## LISTA DE TAREAS
A) Enumera los nombres propios de personas, ciudades, editoriales y revistas que aparecen en la reseña sobre La ciudad sin imágenes.
B) Responde, según la reseña sobre La ciudad sin imágenes:
(i) ¿En qué año nació el autor del libro?
(ii) Según la cita inicial, ¿en qué consiste la prosopagnosia?
(iii) ¿Qué construye el autor al reflexionar sobre los espacios?

La ciudad sin imágenes, de Juan Gallego Benot (La Caja Books) | por Gema Monlleó
“La prosopagnosia, o ceguera facial, consiste en la dificultad para distinguir los rostros, ya que estos aparecen difuminados y sin rasgos distintivos, lo que hace que todos se perciban como si fueran iguales”
Revista Científica de la Sociedad Española de Enfermería Neurológica
Me gustan los libros híbridos, esos que hacen de la mezcla de géneros su virtud y que sólo pueden clasificarse como inclasificables. Este es el caso de La ciudad sin imágenes de Juan Gallego Benot (Sevilla, 1997), un ensayo poético (¿crónica poética?) autoficcionado en el que, a partir de las dificultades que al autor le causa su prosopagnosia, reflexiona sobre los espacios, esos que para él carecen de imágenes que los sostengan (“el paisaje no existe en mi cabeza”), construyendo planimetrías poéticas.

## DATOS DE ENTRADA

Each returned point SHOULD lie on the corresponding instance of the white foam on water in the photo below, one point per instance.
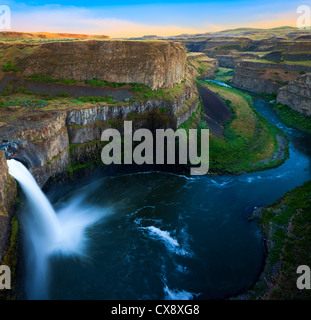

## SOLUCIONES
A) Juan Gallego Benot, Gema Monlleó, Sevilla, La Caja Books, Revista Científica de la Sociedad Española de Enfermería Neurológica

B)
(i) En 1997.
(ii) En la dificultad para distinguir los rostros.
(iii) Planimetrías poéticas.